— Supplied material —

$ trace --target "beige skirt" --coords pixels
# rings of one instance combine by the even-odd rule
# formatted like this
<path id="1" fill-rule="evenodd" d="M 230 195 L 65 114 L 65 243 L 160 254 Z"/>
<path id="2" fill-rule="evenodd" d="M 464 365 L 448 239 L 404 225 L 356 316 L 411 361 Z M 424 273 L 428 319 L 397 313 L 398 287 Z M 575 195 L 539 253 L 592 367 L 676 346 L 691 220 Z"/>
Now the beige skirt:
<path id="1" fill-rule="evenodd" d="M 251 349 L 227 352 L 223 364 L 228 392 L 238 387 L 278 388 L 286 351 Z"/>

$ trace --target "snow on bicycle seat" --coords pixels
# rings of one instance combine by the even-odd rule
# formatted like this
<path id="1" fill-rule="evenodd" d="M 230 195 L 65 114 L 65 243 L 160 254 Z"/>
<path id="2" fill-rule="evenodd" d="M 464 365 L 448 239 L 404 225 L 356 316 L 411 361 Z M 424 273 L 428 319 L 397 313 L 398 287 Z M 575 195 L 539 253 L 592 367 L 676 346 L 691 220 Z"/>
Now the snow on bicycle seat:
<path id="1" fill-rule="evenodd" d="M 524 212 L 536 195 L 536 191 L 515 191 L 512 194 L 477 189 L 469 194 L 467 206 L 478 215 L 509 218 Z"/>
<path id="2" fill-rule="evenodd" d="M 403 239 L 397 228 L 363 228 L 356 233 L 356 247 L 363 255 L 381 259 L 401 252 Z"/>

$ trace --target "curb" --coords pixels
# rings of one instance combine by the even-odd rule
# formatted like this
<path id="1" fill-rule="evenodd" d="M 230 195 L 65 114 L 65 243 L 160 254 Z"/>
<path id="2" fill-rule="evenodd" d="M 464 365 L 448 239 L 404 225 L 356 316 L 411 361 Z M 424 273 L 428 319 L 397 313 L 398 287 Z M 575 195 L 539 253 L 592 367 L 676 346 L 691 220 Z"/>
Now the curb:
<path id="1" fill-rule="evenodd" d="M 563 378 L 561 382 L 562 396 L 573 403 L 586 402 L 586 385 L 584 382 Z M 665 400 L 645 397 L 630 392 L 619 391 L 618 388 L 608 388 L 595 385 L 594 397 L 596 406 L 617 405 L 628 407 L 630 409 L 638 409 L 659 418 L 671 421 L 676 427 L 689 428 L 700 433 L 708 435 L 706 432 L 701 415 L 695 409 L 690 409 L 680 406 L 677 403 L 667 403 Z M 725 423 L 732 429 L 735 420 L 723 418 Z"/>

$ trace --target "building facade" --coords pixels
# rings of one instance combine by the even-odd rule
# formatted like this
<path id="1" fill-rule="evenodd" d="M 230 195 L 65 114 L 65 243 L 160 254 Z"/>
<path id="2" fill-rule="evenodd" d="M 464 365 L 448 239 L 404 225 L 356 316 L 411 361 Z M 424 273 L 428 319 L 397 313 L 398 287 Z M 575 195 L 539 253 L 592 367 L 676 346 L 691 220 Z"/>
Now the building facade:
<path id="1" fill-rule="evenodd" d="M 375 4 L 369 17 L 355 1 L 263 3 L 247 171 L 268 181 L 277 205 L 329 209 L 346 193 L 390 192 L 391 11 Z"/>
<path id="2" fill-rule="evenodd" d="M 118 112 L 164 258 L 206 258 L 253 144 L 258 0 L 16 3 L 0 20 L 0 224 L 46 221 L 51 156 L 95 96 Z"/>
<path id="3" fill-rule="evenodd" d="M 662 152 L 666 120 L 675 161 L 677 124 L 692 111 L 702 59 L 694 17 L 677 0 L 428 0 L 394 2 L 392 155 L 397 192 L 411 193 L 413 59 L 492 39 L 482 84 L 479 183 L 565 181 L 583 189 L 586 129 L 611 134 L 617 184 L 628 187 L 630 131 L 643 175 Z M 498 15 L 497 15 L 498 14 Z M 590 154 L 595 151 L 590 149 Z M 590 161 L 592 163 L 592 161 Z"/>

— Given problem —
Recopy the whole listing exactly.

— Output below —
$ trace --target "beige skirt" --coords pixels
# rings of one instance combine by the even-odd rule
# formatted like this
<path id="1" fill-rule="evenodd" d="M 230 195 L 65 114 L 65 243 L 160 254 Z"/>
<path id="2" fill-rule="evenodd" d="M 464 365 L 448 239 L 404 225 L 356 316 L 411 361 Z M 424 273 L 428 319 L 397 313 L 398 287 Z M 575 195 L 539 253 L 592 367 L 676 346 L 691 220 Z"/>
Now the beige skirt:
<path id="1" fill-rule="evenodd" d="M 251 349 L 227 352 L 223 364 L 228 392 L 238 387 L 278 388 L 286 351 Z"/>

$ trace --target "snow on bicycle seat" --coords pixels
# rings of one instance combine by the even-odd rule
# formatted like this
<path id="1" fill-rule="evenodd" d="M 230 195 L 65 114 L 65 243 L 160 254 Z"/>
<path id="2" fill-rule="evenodd" d="M 464 365 L 448 239 L 404 225 L 356 316 L 411 361 Z M 424 273 L 428 319 L 397 313 L 398 287 Z M 575 195 L 539 253 L 592 367 L 676 346 L 691 220 Z"/>
Now the snow on bicycle seat:
<path id="1" fill-rule="evenodd" d="M 524 212 L 536 195 L 536 191 L 515 191 L 512 194 L 477 189 L 469 194 L 467 206 L 478 215 L 509 218 Z"/>
<path id="2" fill-rule="evenodd" d="M 403 239 L 397 228 L 363 228 L 356 233 L 356 247 L 363 255 L 381 259 L 401 252 Z"/>

$ trace --target "curb" --coords pixels
# rings of one instance combine by the even-odd rule
# formatted like this
<path id="1" fill-rule="evenodd" d="M 230 195 L 65 114 L 65 243 L 160 254 Z"/>
<path id="2" fill-rule="evenodd" d="M 464 365 L 448 239 L 404 225 L 356 316 L 411 361 Z M 424 273 L 428 319 L 397 313 L 398 287 Z M 575 195 L 539 253 L 592 367 L 676 346 L 691 220 Z"/>
Now the curb:
<path id="1" fill-rule="evenodd" d="M 563 378 L 561 382 L 562 396 L 573 403 L 586 402 L 586 385 L 584 382 Z M 665 400 L 645 397 L 630 392 L 619 391 L 618 388 L 608 388 L 595 385 L 594 397 L 596 406 L 617 405 L 628 407 L 630 409 L 638 409 L 659 418 L 671 421 L 676 427 L 689 428 L 700 433 L 708 435 L 706 432 L 701 415 L 695 409 L 690 409 L 680 406 L 677 403 L 667 403 Z M 725 423 L 732 429 L 735 420 L 723 418 Z"/>

$ trace --target "building facade" --coords pixels
# rings of one instance combine by the even-odd rule
# formatted like this
<path id="1" fill-rule="evenodd" d="M 230 195 L 65 114 L 65 243 L 160 254 Z"/>
<path id="2" fill-rule="evenodd" d="M 464 365 L 448 239 L 404 225 L 356 316 L 411 361 Z M 424 273 L 428 319 L 397 313 L 398 287 Z M 575 195 L 539 253 L 592 367 L 676 346 L 691 220 Z"/>
Now the building facade:
<path id="1" fill-rule="evenodd" d="M 375 4 L 369 17 L 355 1 L 263 3 L 247 171 L 268 181 L 277 205 L 329 209 L 346 193 L 390 192 L 391 11 Z"/>
<path id="2" fill-rule="evenodd" d="M 118 112 L 164 258 L 206 258 L 253 144 L 258 0 L 16 3 L 0 20 L 0 224 L 46 221 L 51 156 L 95 96 Z"/>
<path id="3" fill-rule="evenodd" d="M 662 152 L 666 120 L 675 161 L 677 124 L 692 111 L 702 59 L 694 17 L 677 0 L 428 0 L 394 2 L 392 155 L 397 192 L 411 193 L 413 59 L 492 39 L 482 84 L 479 183 L 565 181 L 583 189 L 586 129 L 611 134 L 617 184 L 628 187 L 630 131 L 643 175 Z M 498 15 L 497 15 L 498 14 Z M 590 154 L 595 151 L 590 149 Z M 590 161 L 592 163 L 592 161 Z"/>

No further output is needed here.